YOUR GOAL:
Please print every line from the one containing "on the picture" through the last line of the records below, exactly as written and nothing more.

EXTRACTED MATERIAL:
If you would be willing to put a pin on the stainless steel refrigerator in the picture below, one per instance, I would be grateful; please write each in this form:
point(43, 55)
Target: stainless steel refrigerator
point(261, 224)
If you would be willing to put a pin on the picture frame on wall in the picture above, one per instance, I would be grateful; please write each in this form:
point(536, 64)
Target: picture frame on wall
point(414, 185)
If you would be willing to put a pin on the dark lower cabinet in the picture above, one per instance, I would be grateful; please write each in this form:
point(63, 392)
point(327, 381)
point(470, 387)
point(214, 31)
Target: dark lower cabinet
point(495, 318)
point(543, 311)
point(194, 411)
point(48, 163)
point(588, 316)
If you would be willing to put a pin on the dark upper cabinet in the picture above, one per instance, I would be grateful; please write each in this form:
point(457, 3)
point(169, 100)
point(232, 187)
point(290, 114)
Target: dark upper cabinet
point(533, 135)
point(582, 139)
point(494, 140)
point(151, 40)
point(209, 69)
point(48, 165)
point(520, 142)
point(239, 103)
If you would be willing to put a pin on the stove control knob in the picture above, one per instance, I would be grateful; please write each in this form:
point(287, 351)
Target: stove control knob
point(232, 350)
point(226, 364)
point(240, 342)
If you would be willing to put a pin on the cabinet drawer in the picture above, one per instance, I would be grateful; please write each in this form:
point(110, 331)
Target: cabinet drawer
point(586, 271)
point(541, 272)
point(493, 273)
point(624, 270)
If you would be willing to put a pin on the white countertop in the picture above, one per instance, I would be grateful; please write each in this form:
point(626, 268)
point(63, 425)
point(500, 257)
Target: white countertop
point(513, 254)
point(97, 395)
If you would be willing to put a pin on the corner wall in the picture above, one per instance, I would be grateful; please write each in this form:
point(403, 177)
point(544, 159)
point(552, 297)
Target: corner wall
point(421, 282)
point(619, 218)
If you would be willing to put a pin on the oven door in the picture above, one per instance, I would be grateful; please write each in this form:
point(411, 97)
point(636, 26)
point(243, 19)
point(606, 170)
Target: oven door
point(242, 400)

THE RESULT:
If you would be willing to put a pin on the picture frame on wall in the picture above, one per instance, I would be grateful; please write each in this form:
point(536, 64)
Target: picture frame on wall
point(414, 185)
If you would be willing to put a pin on the dark lower cabinet in the picture above, one per instance, I would be grateful; please write each in this form:
point(63, 392)
point(327, 381)
point(470, 387)
point(214, 31)
Target: dark lower cabinet
point(495, 318)
point(543, 311)
point(194, 411)
point(48, 163)
point(588, 316)
If you would be willing to put a pin on the dark upper cabinet in the picture above, one per instance, I would be grateful; please write each in this form:
point(457, 3)
point(169, 100)
point(232, 187)
point(290, 114)
Target: dark upper cabinet
point(533, 135)
point(582, 139)
point(494, 140)
point(151, 40)
point(209, 69)
point(48, 165)
point(520, 142)
point(239, 103)
If you would be willing to put a pin on the stove control knob in the picture above, one per instance, I would be grateful; please write each in this form:
point(287, 351)
Target: stove control knob
point(232, 350)
point(226, 364)
point(240, 342)
If you would be willing to put a pin on the cabinet drawer in the picture above, one per instance, I would be grateful; please write each in this form:
point(110, 331)
Target: cabinet drawer
point(586, 271)
point(541, 272)
point(493, 273)
point(624, 270)
If you would be willing to put a pin on the white countertop in the picture above, one per instance, I would be grateful; please write each in this form:
point(626, 268)
point(63, 425)
point(500, 257)
Target: white countertop
point(513, 254)
point(97, 395)
If you would be willing to put a pin on the corner wall in the picture above, one per instance, I would be grateful; please write each in this form:
point(403, 177)
point(544, 159)
point(552, 297)
Target: corner wall
point(421, 282)
point(619, 218)
If you would be willing to put a pin on the oven door in the picture above, one per instance, I would be grateful; please write each in this form:
point(411, 97)
point(636, 26)
point(243, 19)
point(606, 170)
Target: oven door
point(242, 400)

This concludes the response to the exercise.